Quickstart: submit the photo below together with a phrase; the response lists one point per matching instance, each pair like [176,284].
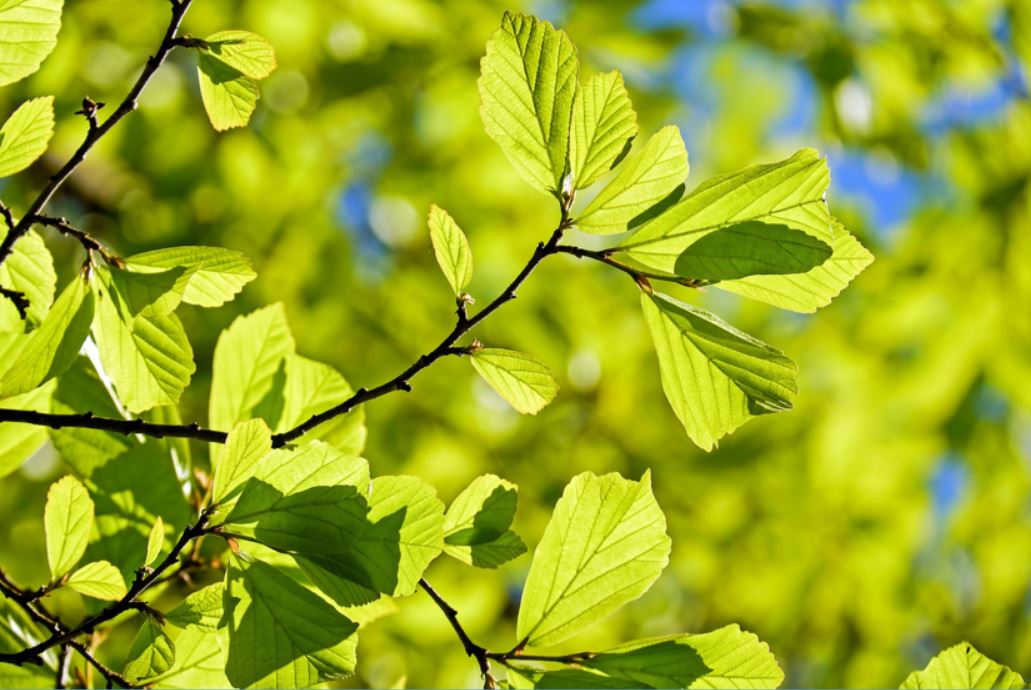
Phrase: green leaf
[247,53]
[146,356]
[99,580]
[68,518]
[714,376]
[28,33]
[476,526]
[963,666]
[452,250]
[527,83]
[203,609]
[213,274]
[725,658]
[52,349]
[152,653]
[603,126]
[751,249]
[25,135]
[641,182]
[399,537]
[247,444]
[155,541]
[246,358]
[524,382]
[604,546]
[229,96]
[29,269]
[280,634]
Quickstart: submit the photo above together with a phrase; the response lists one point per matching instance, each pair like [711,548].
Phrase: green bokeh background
[886,518]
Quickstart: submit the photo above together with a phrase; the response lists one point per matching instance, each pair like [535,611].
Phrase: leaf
[247,444]
[247,53]
[725,658]
[246,358]
[229,97]
[99,580]
[751,249]
[641,182]
[526,383]
[604,546]
[155,541]
[29,269]
[68,518]
[152,653]
[201,610]
[603,126]
[527,83]
[146,356]
[476,526]
[452,250]
[963,666]
[280,634]
[213,274]
[28,33]
[714,376]
[52,349]
[27,132]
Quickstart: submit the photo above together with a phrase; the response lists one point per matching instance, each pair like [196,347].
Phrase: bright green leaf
[527,83]
[213,274]
[476,526]
[25,135]
[603,126]
[604,546]
[524,382]
[643,181]
[714,376]
[452,250]
[28,33]
[99,580]
[68,518]
[725,658]
[280,634]
[963,666]
[247,53]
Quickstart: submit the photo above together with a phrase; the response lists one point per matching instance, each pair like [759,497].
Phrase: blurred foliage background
[887,517]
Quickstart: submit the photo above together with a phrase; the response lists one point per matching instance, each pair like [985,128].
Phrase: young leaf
[247,444]
[146,355]
[229,97]
[50,350]
[152,653]
[604,546]
[725,658]
[246,358]
[963,666]
[452,250]
[155,541]
[641,182]
[714,376]
[751,249]
[476,526]
[527,83]
[68,519]
[524,382]
[280,634]
[603,126]
[99,580]
[28,33]
[247,53]
[25,135]
[213,274]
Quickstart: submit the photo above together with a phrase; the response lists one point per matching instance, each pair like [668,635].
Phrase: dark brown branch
[98,130]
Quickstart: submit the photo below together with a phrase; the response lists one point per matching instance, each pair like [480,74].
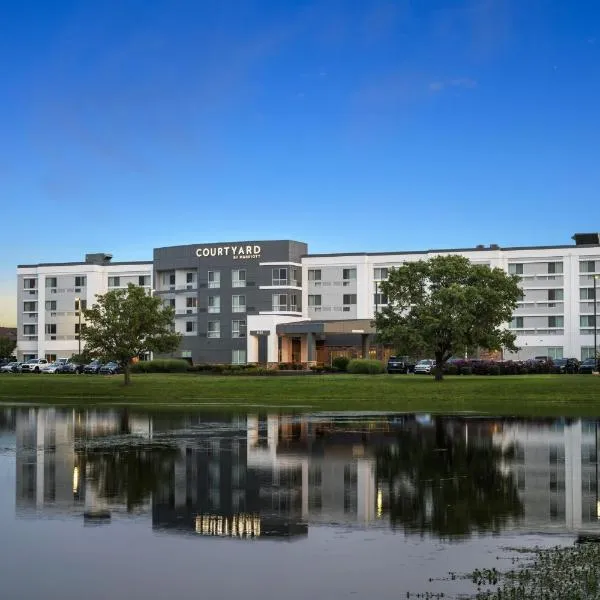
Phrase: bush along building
[271,301]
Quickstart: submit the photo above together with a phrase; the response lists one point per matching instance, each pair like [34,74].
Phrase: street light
[595,322]
[78,306]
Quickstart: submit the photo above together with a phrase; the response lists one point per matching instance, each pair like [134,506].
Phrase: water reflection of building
[555,465]
[51,476]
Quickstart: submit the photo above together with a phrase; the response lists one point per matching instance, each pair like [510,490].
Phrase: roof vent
[586,239]
[98,258]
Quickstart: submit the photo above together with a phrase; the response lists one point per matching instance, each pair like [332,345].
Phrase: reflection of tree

----

▸ What this task involves: Write out all the records above word for word, leaving out the pictures.

▸ Task result:
Quickstart: submit the photo below together with a phrase; the response lists one point per matching instance, each pair like [176,284].
Phrase: green leaf
[247,53]
[146,356]
[99,580]
[68,518]
[714,376]
[28,33]
[476,526]
[963,666]
[452,250]
[527,83]
[203,609]
[213,274]
[725,658]
[52,349]
[152,653]
[603,126]
[751,249]
[25,135]
[641,182]
[399,537]
[247,444]
[155,541]
[246,358]
[524,382]
[604,546]
[229,96]
[29,269]
[280,634]
Quickstart: submit the photo above together with a phrase; the response lists one point per matching instance, each pair like [711,548].
Phrase: green bokeh background
[886,518]
Quickstart: submit the photo above together with a phrase; the response lists one point per matching instance, each pair like [535,611].
Phrase: leaf
[247,444]
[247,53]
[725,658]
[246,358]
[229,97]
[99,580]
[751,249]
[641,182]
[526,383]
[604,546]
[155,541]
[29,269]
[68,518]
[152,653]
[201,610]
[603,126]
[527,83]
[146,356]
[476,526]
[452,250]
[963,666]
[280,634]
[213,274]
[28,33]
[714,376]
[52,349]
[27,132]
Quickstart: submit the photo above together with a phrase; the response lists one point per matching instance, each pair like [196,347].
Phrase: bright green leaf
[527,83]
[213,274]
[476,526]
[25,135]
[603,126]
[604,546]
[524,382]
[643,181]
[714,376]
[452,250]
[28,33]
[99,580]
[68,518]
[725,658]
[280,634]
[963,666]
[247,53]
Quickstart: submit the photo above together with a phrase; the response lists one point per matching instance, each pair like [759,497].
Phrase: blurred foliage background
[887,517]
Quickstart: submit the photo above together with a phrase; the response lists one point per matching instance, each pair like [985,128].
Phrase: young leaf
[247,444]
[146,355]
[229,97]
[50,350]
[152,653]
[604,546]
[725,658]
[246,358]
[963,666]
[452,250]
[155,541]
[641,182]
[714,376]
[751,249]
[476,526]
[527,83]
[68,519]
[524,382]
[280,634]
[603,126]
[99,580]
[28,33]
[247,53]
[25,135]
[213,274]
Quickstart: submit the photo above together with a phrase; the response lists one point per matching instance, each pair like [668,635].
Phrase: dark brown branch
[98,130]
Quickstart: submit the photo below together with a phrase; the response lists one point per matching instance, each pair like [480,74].
Phrase: bush along building
[271,301]
Quickstart: submit the photo above together with a phrase; the response lists one point per matching instance, each pair like [34,74].
Phrase: street light
[595,322]
[78,306]
Quickstart: submit the photo above together with a phrase; the response lists one point per matching instance, each pair like [134,506].
Phrase: water reflection of building
[555,465]
[51,476]
Quickstart: submit the photo above together with a phrase; the response lists one point per matching instance, each pair like [510,490].
Phrase: roof vent
[586,239]
[98,258]
Quickstart: submit the photo above together with a phrase; the response lists one point per matching instance, each pair like [332,345].
Phrase: reflection of tree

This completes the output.